(RECORDS SHOWN)

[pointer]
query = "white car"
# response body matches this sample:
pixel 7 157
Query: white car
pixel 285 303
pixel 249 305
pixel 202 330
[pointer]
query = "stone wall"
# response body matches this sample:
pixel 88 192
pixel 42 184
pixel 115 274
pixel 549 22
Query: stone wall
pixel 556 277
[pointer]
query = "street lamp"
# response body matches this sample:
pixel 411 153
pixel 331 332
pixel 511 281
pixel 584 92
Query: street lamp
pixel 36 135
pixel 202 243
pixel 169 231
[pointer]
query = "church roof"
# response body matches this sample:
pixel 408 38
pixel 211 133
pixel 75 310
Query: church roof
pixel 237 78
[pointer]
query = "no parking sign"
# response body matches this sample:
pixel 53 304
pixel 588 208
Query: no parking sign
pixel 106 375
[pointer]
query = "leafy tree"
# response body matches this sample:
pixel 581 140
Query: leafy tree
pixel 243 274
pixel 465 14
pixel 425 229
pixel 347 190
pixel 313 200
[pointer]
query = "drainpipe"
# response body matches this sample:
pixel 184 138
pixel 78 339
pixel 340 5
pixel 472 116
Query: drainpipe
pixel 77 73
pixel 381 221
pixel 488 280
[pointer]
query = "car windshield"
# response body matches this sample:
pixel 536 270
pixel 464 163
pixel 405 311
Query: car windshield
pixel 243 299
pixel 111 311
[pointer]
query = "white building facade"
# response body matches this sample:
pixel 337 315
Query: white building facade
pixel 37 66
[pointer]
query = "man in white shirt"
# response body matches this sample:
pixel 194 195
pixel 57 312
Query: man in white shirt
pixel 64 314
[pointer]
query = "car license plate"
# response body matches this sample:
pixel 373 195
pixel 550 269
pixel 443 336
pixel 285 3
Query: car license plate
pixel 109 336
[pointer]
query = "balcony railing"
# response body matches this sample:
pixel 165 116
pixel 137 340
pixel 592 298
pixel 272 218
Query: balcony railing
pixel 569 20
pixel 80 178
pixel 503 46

(End RECORDS SHOWN)

### TASK DESCRIPTION
Write out the data exactly as it stands.

### EXERCISE RESPONSE
[pointer]
query = "white car"
# response body matches this sample:
pixel 7 157
Query: white car
pixel 285 303
pixel 249 305
pixel 202 330
[pointer]
query = "stone wall"
# response body matches this sample:
pixel 88 192
pixel 42 184
pixel 115 274
pixel 549 22
Query: stone wall
pixel 556 277
[pointer]
query = "street lamp"
# response body matches this sample:
pixel 411 153
pixel 331 332
pixel 511 281
pixel 584 92
Query: street lamp
pixel 36 135
pixel 202 243
pixel 169 231
[pointer]
query = "church roof"
# response body matches this sample:
pixel 408 38
pixel 211 133
pixel 75 310
Query: church roof
pixel 237 78
[pointer]
query = "no parking sign"
# response body matches this sample:
pixel 53 304
pixel 588 208
Query: no parking sign
pixel 106 375
[pointer]
query = "leafy tree"
# response body matches this sample:
pixel 581 140
Query: leafy tree
pixel 243 274
pixel 465 14
pixel 425 229
pixel 347 190
pixel 313 200
[pointer]
query = "drainpipe"
# response body matches this sample:
pixel 184 138
pixel 78 339
pixel 340 5
pixel 472 116
Query: drainpipe
pixel 77 73
pixel 381 221
pixel 488 280
[pointer]
query = "car windshield"
# response body matches this sample:
pixel 536 270
pixel 464 163
pixel 405 311
Query: car windshield
pixel 243 299
pixel 111 311
[pointer]
query = "white building facade"
# response body matches this sample:
pixel 337 315
Query: white building facade
pixel 37 66
[pointer]
query = "man in white shirt"
# response body matches this sample:
pixel 194 195
pixel 57 312
Query: man in white shirt
pixel 64 314
[pointer]
query = "car license plate"
# response body matches this sample:
pixel 373 195
pixel 550 269
pixel 443 336
pixel 285 3
Query: car license plate
pixel 109 336
[pointer]
query = "balcony railing"
# response body matches this sample:
pixel 165 116
pixel 137 340
pixel 592 298
pixel 272 218
Query: balcony railing
pixel 569 20
pixel 80 178
pixel 503 46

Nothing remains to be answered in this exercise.